Bisherige Gegenmaßnahmen haben alle erhebliche Nachteile: Eine Möglichkeit ist, den Rumpf im Abstand von etwa drei bis fünf Jahren im Trockendock mit Sandstrahlgebläsen zu reinigen. Dabei wird jedoch auch die Lackierung entfernt und muss danach erneuert werden. Biozide Anstriche unterbinden zwar einen Bewuchs, gefährden jedoch auch die Umwelt, da sie sich in Wasser und Sedimenten anreichern. Die besonders giftigen Organozinn-Verbindungen sind deshalb seit einigen Jahren verboten und auch die bislang noch zulässigen Kupferanstriche sollen in absehbarer Zeit durch giftfreie Lösungen ersetzt werden.

Forscher des Fraunhofer-Instituts für Werkstoffmechanik IWM am Standort Halle haben im Rahmen des vom BMWi geförderten Projektkonsortiums »Gesteuertes Antifoulingschichtsystem aus Nanokompositen für die Schifffahrt« (GANaS) eine umweltfreundlichere Alternative entwickelt. »Das elektrochemisch aktive Anstrichsystem erzeugt an der Schiffsrumpfoberfläche regelmäßig wechselnde pH-Werte. Damit lässt sich eine Besiedelung wirksam verhindern, ohne auf Biozide zurückgreifen zu müssen«, erklärt Prof. Manfred Füting vom IWM in Halle, der das Projekt koordiniert.

Elektrisch geladene Lacke

Der neuartige Anstrich basiert auf Nanokompositlacken der Firma NTC, die mit unterschiedlichen elektrischen Leitfähigkeiten versehen wurden und in einem Mehrschichtsystem auf den Schiffsrumpf aufgebracht werden. Wird das System »angeschaltet«, fließen schwache Ströme im Bereich von 0,1 Milliampere (mA) pro Quadratzentimeter durch diese Schichten. In bestimmten Zeitintervallen werden diese dann umgepolt. Aufgrund wasserelektrolytischer Prozesse ändert sich dadurch der pH-Wert des Wassers in der unmittelbaren Umgebung. Muscheln, Algen und Seepocken fühlen sich jedoch nur bei bestimmten, konstanten Bedingungen wohl und wachsen deshalb nicht am Schiffsrumpf an. Das Grundprinzip der ständig wechselnden pH-Werte geht auf eine patentierte Entwicklung des Projektpartners bioplan GmbH zurück. Dabei ist es egal, ob das Schiff in der rauen Ostsee oder in karibischen Gefilden unterwegs ist: Stromdichte und Zeitintervalle können über eine Benutzerschnittstelle eingestellt und so der jeweiligen Gewässersituation angepasst werden. Die Energieversorgung wird über Photovoltaikmodule oder über Landstrom sichergestellt. »Mit den Lackentwicklungen im GANaS-Projekt sind wir auf dem Weg zu einer praktikablen Lösung«, so Füting.

____________________

» Übungsaufgabe:
Schreib aus dem Text über Bewuchsschutz für Schiffsrümpfe alles von „Bisherige Gegenmaßnahmen haben“ bis hinunter zu „Lösungen ersetzt werden.“ noch einmal ab. Ersetze dabei „Trockendock“ durch „Schwimmdock“.

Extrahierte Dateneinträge
____________________

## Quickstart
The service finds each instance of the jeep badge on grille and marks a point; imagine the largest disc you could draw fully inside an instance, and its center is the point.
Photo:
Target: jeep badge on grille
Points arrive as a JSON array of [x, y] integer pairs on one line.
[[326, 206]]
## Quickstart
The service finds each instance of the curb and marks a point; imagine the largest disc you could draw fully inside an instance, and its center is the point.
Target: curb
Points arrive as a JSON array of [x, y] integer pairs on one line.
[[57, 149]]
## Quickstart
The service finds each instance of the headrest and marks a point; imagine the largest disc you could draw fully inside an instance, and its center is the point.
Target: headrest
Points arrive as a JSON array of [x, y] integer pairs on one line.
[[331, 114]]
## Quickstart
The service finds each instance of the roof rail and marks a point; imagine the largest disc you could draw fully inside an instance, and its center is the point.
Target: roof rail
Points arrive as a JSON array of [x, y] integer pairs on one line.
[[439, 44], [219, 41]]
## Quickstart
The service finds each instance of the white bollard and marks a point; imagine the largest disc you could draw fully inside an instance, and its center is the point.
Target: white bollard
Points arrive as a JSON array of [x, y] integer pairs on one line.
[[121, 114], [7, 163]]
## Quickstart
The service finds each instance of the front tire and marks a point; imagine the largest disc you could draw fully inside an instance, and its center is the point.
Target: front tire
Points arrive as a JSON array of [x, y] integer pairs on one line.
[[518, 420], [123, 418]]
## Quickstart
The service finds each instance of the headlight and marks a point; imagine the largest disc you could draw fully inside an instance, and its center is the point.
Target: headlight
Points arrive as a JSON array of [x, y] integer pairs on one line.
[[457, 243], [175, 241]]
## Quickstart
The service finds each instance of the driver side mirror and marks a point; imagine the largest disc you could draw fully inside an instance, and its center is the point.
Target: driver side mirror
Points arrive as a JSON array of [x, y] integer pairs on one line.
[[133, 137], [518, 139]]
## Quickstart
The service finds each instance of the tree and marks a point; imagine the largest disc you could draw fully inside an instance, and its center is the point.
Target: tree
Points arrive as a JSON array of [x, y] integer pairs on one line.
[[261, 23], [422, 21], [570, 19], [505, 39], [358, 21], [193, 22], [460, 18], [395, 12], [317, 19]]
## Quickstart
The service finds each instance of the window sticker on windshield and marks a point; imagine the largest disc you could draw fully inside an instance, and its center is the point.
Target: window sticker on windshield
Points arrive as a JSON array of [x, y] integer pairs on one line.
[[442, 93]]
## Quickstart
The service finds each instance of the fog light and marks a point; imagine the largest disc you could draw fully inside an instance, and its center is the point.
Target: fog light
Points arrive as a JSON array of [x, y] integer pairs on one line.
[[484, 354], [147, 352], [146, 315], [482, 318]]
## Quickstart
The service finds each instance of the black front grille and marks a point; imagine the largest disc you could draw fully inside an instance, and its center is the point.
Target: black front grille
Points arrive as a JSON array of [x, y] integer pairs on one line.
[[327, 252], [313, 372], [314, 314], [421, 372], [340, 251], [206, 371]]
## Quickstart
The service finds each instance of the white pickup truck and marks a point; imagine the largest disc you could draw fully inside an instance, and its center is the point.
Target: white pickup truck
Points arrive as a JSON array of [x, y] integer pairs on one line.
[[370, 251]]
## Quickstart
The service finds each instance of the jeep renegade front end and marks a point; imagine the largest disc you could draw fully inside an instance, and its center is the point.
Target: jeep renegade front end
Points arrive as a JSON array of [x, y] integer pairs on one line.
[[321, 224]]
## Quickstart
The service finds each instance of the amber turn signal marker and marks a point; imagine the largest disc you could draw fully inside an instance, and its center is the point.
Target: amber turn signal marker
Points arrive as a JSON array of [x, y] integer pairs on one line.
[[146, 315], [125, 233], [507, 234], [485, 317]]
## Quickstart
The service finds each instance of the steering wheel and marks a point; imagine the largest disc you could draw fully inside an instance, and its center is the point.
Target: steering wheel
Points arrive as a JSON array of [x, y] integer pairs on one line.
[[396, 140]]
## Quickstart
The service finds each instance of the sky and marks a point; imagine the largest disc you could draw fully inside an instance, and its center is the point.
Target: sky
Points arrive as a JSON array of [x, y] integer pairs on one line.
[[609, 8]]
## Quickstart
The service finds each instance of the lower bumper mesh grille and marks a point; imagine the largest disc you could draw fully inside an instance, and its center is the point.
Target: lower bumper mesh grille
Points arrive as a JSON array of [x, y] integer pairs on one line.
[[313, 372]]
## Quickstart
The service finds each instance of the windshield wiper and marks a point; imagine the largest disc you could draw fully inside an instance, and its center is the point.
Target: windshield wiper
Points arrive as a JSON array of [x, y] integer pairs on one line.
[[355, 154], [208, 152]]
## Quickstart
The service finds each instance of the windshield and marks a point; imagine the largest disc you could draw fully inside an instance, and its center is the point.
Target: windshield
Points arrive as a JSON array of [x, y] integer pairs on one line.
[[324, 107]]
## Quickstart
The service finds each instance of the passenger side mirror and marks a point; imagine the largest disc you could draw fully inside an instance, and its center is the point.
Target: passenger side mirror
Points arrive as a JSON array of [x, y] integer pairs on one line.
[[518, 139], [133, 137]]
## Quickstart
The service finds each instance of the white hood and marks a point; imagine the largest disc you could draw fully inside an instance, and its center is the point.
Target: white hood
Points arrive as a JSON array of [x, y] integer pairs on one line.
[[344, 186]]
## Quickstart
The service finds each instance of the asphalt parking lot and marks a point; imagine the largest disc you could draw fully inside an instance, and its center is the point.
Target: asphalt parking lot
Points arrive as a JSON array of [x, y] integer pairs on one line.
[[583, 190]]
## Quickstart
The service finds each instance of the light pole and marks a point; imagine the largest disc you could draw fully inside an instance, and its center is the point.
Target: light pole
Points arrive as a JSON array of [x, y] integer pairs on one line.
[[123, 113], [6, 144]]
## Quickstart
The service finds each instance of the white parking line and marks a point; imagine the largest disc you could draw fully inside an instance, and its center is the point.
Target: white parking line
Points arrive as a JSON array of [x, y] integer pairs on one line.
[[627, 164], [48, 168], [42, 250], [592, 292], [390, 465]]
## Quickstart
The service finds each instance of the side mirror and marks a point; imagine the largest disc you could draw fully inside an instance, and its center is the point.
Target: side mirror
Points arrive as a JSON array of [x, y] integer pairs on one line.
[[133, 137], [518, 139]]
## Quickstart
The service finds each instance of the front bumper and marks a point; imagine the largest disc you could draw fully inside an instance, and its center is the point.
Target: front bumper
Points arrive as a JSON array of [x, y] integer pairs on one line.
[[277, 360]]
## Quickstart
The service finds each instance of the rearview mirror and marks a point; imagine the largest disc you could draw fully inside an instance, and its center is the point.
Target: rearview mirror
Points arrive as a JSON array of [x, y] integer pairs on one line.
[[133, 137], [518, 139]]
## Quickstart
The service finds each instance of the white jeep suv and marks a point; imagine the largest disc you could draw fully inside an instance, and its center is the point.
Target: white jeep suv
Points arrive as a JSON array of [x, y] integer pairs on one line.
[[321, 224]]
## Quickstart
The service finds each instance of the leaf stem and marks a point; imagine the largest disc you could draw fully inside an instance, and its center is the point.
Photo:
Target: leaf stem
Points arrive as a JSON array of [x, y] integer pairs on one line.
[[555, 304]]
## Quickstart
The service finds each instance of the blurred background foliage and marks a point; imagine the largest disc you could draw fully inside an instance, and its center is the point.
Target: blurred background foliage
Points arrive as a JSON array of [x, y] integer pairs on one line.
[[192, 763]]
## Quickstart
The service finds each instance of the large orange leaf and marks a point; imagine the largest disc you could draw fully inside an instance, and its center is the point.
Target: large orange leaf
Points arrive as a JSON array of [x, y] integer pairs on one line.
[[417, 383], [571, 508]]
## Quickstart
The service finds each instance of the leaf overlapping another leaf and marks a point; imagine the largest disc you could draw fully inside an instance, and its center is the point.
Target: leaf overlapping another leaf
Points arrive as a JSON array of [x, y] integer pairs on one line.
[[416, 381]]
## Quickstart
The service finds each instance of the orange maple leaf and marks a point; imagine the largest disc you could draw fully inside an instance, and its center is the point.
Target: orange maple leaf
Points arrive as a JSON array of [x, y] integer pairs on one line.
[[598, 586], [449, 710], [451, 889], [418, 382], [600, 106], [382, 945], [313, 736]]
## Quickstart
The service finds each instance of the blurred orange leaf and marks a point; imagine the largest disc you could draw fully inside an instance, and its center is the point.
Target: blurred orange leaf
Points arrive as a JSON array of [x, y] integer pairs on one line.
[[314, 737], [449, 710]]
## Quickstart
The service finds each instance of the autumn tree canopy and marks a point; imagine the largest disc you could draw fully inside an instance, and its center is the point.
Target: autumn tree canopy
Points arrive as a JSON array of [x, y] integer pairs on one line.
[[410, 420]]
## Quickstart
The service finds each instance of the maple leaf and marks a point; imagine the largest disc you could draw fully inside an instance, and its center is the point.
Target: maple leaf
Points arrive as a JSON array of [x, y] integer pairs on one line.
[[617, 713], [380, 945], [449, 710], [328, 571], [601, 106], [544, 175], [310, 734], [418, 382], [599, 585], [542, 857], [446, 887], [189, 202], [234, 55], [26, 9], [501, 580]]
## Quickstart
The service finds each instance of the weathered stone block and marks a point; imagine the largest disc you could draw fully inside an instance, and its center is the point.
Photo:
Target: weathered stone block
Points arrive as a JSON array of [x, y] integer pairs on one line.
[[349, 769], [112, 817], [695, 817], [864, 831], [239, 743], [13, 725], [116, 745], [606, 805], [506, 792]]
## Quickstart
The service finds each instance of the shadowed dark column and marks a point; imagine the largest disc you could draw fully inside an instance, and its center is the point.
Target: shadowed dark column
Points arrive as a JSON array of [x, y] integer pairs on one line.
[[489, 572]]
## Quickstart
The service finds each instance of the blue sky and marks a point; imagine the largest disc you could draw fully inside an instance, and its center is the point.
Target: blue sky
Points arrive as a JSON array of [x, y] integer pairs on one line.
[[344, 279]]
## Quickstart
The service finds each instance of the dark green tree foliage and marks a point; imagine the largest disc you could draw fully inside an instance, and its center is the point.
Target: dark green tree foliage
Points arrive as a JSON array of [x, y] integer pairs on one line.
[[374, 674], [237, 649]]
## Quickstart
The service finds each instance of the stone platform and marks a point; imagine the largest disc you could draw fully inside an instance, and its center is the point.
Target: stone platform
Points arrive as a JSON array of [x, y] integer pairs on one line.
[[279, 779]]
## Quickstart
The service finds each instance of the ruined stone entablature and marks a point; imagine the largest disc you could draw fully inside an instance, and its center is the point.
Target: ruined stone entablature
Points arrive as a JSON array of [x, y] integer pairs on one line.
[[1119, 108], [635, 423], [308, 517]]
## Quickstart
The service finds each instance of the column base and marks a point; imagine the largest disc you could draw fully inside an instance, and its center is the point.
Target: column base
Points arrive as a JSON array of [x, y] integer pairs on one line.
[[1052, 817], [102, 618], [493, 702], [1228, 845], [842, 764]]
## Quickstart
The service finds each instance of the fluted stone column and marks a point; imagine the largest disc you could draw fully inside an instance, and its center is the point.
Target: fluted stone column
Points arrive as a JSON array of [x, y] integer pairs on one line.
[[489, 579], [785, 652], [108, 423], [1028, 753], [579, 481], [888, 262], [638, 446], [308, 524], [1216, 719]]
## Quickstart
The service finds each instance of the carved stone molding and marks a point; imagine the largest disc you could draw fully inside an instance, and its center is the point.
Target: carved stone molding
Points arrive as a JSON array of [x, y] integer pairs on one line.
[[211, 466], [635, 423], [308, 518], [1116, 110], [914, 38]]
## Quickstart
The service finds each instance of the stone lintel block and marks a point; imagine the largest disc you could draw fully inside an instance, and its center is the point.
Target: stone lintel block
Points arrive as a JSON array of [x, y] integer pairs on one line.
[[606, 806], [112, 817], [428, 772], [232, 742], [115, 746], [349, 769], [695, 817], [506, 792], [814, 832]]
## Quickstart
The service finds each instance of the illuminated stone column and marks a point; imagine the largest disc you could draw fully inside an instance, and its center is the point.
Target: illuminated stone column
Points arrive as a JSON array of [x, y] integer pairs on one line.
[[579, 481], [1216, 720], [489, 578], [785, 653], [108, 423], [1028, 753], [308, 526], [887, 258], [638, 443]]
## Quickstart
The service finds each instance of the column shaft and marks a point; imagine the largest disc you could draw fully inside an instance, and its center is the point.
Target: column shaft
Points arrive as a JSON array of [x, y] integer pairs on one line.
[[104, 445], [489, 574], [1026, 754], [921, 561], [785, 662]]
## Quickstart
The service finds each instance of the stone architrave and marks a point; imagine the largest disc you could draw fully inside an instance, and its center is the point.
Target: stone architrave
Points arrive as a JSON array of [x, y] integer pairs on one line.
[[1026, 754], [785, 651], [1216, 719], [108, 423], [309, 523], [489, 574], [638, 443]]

____________________

» Lösung zur Aufgabe:
Bisherige Gegenmaßnahmen haben alle erhebliche Nachteile: Eine Möglichkeit ist, den Rumpf im Abstand von etwa drei bis fünf Jahren im Schwimmdock mit Sandstrahlgebläsen zu reinigen. Dabei wird jedoch auch die Lackierung entfernt und muss danach erneuert werden. Biozide Anstriche unterbinden zwar einen Bewuchs, gefährden jedoch auch die Umwelt, da sie sich in Wasser und Sedimenten anreichern. Die besonders giftigen Organozinn-Verbindungen sind deshalb seit einigen Jahren verboten und auch die bislang noch zulässigen Kupferanstriche sollen in absehbarer Zeit durch giftfreie Lösungen ersetzt werden.